◆ INFORMATION SUPPLIED

● ● ● ● ●

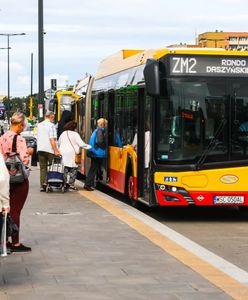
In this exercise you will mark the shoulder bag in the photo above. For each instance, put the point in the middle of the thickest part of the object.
(77, 155)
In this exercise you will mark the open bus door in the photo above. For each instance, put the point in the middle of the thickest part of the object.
(144, 146)
(102, 113)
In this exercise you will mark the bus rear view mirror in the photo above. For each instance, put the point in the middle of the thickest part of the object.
(152, 77)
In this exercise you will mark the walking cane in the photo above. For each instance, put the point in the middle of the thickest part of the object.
(3, 236)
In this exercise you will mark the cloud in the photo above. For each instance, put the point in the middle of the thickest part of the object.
(79, 34)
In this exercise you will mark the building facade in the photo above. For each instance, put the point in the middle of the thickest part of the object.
(226, 40)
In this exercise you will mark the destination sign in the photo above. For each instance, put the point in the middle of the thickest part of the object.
(209, 66)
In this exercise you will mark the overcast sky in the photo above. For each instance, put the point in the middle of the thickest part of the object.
(80, 33)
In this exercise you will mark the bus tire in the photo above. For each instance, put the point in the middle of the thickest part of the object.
(130, 190)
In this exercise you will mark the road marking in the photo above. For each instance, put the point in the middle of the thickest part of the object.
(230, 280)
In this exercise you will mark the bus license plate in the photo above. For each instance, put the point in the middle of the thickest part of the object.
(229, 200)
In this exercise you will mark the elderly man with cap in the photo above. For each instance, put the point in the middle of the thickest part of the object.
(46, 146)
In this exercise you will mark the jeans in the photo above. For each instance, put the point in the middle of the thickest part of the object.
(18, 196)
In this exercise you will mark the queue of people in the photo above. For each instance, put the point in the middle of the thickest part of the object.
(13, 195)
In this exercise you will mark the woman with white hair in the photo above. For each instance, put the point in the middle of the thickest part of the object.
(18, 191)
(4, 190)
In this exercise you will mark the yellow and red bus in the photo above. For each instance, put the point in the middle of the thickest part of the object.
(187, 109)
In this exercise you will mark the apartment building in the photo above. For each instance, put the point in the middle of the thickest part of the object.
(226, 40)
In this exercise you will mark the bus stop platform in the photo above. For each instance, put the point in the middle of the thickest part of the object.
(86, 245)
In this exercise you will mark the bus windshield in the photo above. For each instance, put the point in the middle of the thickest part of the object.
(202, 120)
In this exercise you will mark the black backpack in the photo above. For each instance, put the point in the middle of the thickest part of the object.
(17, 171)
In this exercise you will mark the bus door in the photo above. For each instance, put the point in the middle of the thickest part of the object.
(144, 145)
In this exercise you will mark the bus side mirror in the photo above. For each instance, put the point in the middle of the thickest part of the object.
(152, 77)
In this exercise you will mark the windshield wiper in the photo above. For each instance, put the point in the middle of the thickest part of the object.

● ● ● ● ●

◆ STATED EXERCISE
Using the data above, print every line exactly, omitting pictures.

◆ RESPONSE TO THIS TASK
In this exercise you will mark the shoulder bag in the photo above. For each instance, put the point in the middle of the thickest part of the object.
(77, 155)
In this exercise you will mark the open bus door in the photo above. For each instance, put the point in the middle of the thickest part of the object.
(144, 146)
(102, 113)
In this exercise you will mark the bus rear view mirror in the photo above. For each instance, put the point in the middle of the thickest part of the object.
(152, 77)
In this exercise you will mark the walking cane in the photo above. For each instance, put the point in the middle of the thickest part of the object.
(3, 236)
In this exercise you will mark the cloud in the photo above. For each instance, put the point in the middle of the thickest part of the object.
(79, 34)
In this exercise you will mark the building facade in the photo above. For each instance, put the point in the middle of the thickest part of the object.
(226, 40)
In this exercise you will mark the destination sign in the photo above. For each instance, put the point in the middle of the thickest part of the object.
(209, 66)
In this exercise you will mark the overcast sky in the photo above. For each instance, put the point in the middle of the thickest part of the object.
(80, 33)
In this exercise you will mark the bus tire in the photo above. For each instance, put the point in the middle of the thickest part of the object.
(130, 190)
In this exercise you will mark the road marking in the photo above. For each instance, put the point in the middle of the thickest part of the object.
(230, 280)
In this exercise you will mark the bus license plate in the photo above. For each instance, put the point in the middle of the thickest part of the object.
(229, 200)
In this exercise you will mark the elderly man with cap in the photo above. For each instance, put the point in the middle of the thickest part of the object.
(46, 146)
In this exercise you will mark the jeans in the photo above. For each instance, put the point in the middle of the thickest part of the object.
(18, 196)
In this exercise you will mark the queue of people in the photo above. For each instance, put the point in the middle of the thickest part of the object.
(13, 195)
In this exercise you will mark the woman with white hair in the photo above. For each instance, put the point in the middle of the thickest part of the object.
(18, 191)
(4, 190)
In this exercise you will mark the yellow and red bus in the photo above. For each instance, put the point in the middle of the thickest part of the object.
(187, 109)
In this exercise you will mark the apartment building in the photo above. For each instance, put the point in the middle of the thickest part of the object.
(226, 40)
In this exercise you will mark the bus stop platform in the photo above. For each instance, put the point in the middle of the thickest part of the object.
(86, 245)
In this exercise you will mark the bus windshield in the photo above. For each instance, put the point in the middle of the thickest part of the object.
(202, 120)
In this exercise you will mark the black backpack in the photo above. For each instance, put the point in the middle of the thickest part of the object.
(17, 171)
In this exercise you will mark the bus door in the photo above. For each instance, put the point in the middle of the thickest part of the object.
(144, 145)
In this exercise you will mark the bus side mirror in the photo above. For each instance, put the point in the middle of the thickest part of the object.
(152, 77)
In this exercise you will mark the windshield wiper in the photo above. For each instance, put the point in the middle of the thickest part of the object.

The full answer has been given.